WORK REQUEST
What is needed is a word-for-word copy of the listing below, without pictures.

RECORDS FOR THIS EXERCISE
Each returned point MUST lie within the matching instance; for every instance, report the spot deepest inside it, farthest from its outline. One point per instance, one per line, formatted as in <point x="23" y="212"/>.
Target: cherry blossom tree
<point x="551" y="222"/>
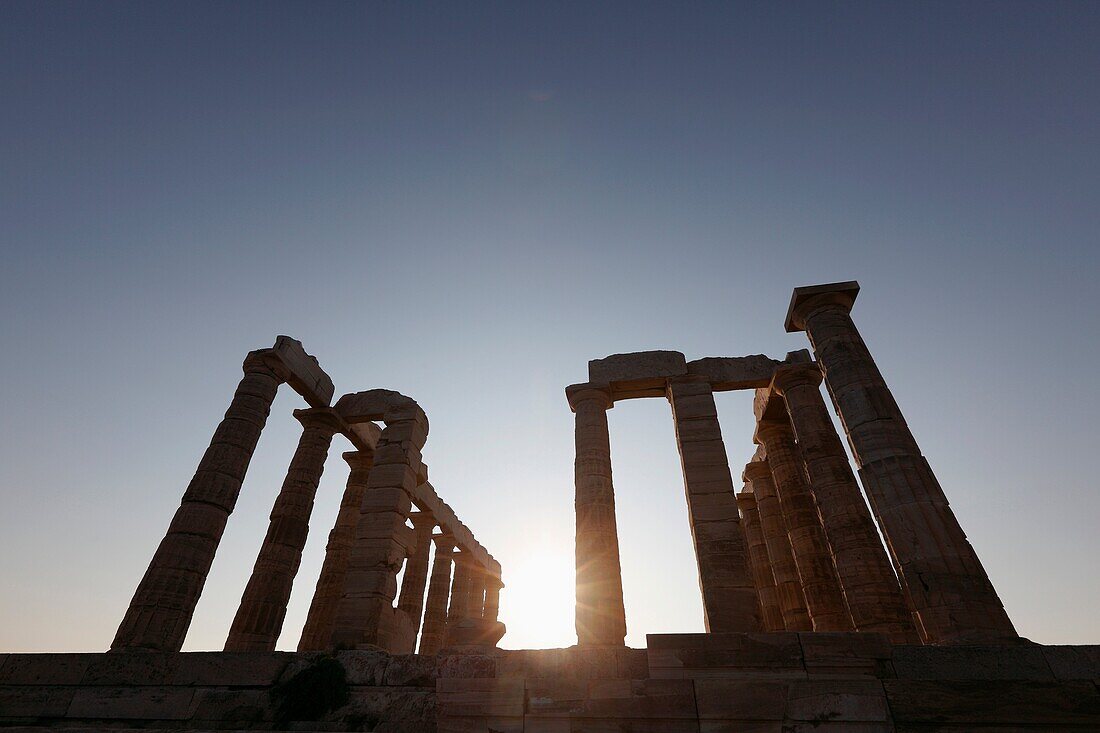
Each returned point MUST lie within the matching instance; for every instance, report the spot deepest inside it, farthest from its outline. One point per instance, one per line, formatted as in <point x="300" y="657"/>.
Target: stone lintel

ANSWER BOX
Each returned point MUST lie within the matching instance; for every instance, report the spot deepest inside it, farthest from its outline. One point per instance, one per line, formatted as in <point x="23" y="212"/>.
Target: cherry blossom tree
<point x="551" y="222"/>
Each returned point MUST lie within the matching instance; for every instance, report the spot deepest inside it, farthest from its outline. One point per instance, one per line, formatted as in <point x="300" y="657"/>.
Target: stone lintel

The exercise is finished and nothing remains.